What the task requires »
Rewrite the lines below as a numbered list, leaving out any blank lines.
######
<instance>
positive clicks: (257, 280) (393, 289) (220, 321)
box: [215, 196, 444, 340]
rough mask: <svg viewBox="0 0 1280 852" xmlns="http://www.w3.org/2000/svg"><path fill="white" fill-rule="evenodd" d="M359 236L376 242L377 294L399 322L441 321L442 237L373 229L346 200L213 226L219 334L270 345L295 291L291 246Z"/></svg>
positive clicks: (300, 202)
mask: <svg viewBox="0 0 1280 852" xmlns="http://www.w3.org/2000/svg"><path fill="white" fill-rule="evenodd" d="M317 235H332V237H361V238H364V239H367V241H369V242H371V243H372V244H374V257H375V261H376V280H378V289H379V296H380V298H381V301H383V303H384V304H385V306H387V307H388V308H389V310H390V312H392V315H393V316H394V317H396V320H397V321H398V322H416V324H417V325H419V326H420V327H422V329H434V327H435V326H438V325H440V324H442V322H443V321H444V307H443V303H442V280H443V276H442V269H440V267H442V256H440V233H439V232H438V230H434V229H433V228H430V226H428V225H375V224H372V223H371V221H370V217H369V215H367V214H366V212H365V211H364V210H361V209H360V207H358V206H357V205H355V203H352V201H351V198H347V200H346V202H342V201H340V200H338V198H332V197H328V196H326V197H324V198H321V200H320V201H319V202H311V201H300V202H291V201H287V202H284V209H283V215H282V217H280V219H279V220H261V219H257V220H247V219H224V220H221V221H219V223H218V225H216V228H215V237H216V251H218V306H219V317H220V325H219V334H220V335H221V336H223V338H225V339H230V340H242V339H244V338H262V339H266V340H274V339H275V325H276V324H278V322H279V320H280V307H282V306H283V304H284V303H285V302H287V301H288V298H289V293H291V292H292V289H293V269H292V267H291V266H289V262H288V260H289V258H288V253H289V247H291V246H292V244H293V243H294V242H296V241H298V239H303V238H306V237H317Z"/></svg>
######
Exercise result »
1. <instance>
2. positive clicks: (257, 280) (393, 289) (220, 321)
3. box: [215, 196, 444, 340]
4. rough mask: <svg viewBox="0 0 1280 852" xmlns="http://www.w3.org/2000/svg"><path fill="white" fill-rule="evenodd" d="M359 236L376 242L377 294L399 322L441 321L442 237L373 229L346 200L213 226L219 334L270 345L295 291L291 246Z"/></svg>
5. positive clicks: (300, 202)
6. mask: <svg viewBox="0 0 1280 852" xmlns="http://www.w3.org/2000/svg"><path fill="white" fill-rule="evenodd" d="M317 235H332V237H361V238H364V239H367V241H369V242H371V243H372V244H374V257H375V261H376V280H378V289H379V296H380V298H381V301H383V303H384V304H385V306H387V307H388V308H389V310H390V312H392V315H393V316H394V317H396V320H397V321H398V322H416V324H417V325H419V326H420V327H422V329H434V327H435V326H438V325H440V324H442V322H443V321H444V307H443V303H442V280H443V276H442V269H440V267H442V256H440V233H439V232H438V230H434V229H433V228H430V226H428V225H375V224H372V223H371V221H370V217H369V215H367V214H366V212H365V211H364V210H361V209H360V207H358V206H357V205H355V203H352V201H351V198H347V200H346V202H342V201H340V200H338V198H332V197H328V196H326V197H324V198H321V200H320V201H319V202H311V201H300V202H291V201H287V202H284V209H283V215H282V217H280V219H279V220H261V219H257V220H247V219H224V220H221V221H219V223H218V225H216V228H215V237H216V251H218V306H219V317H220V325H219V334H220V335H221V336H223V338H225V339H230V340H242V339H244V338H262V339H266V340H274V339H275V325H276V324H278V322H279V320H280V307H282V306H283V304H284V303H285V302H287V301H288V298H289V293H291V292H292V289H293V269H292V267H291V266H289V262H288V260H289V258H288V253H289V247H291V246H292V244H293V243H294V242H296V241H298V239H303V238H306V237H317Z"/></svg>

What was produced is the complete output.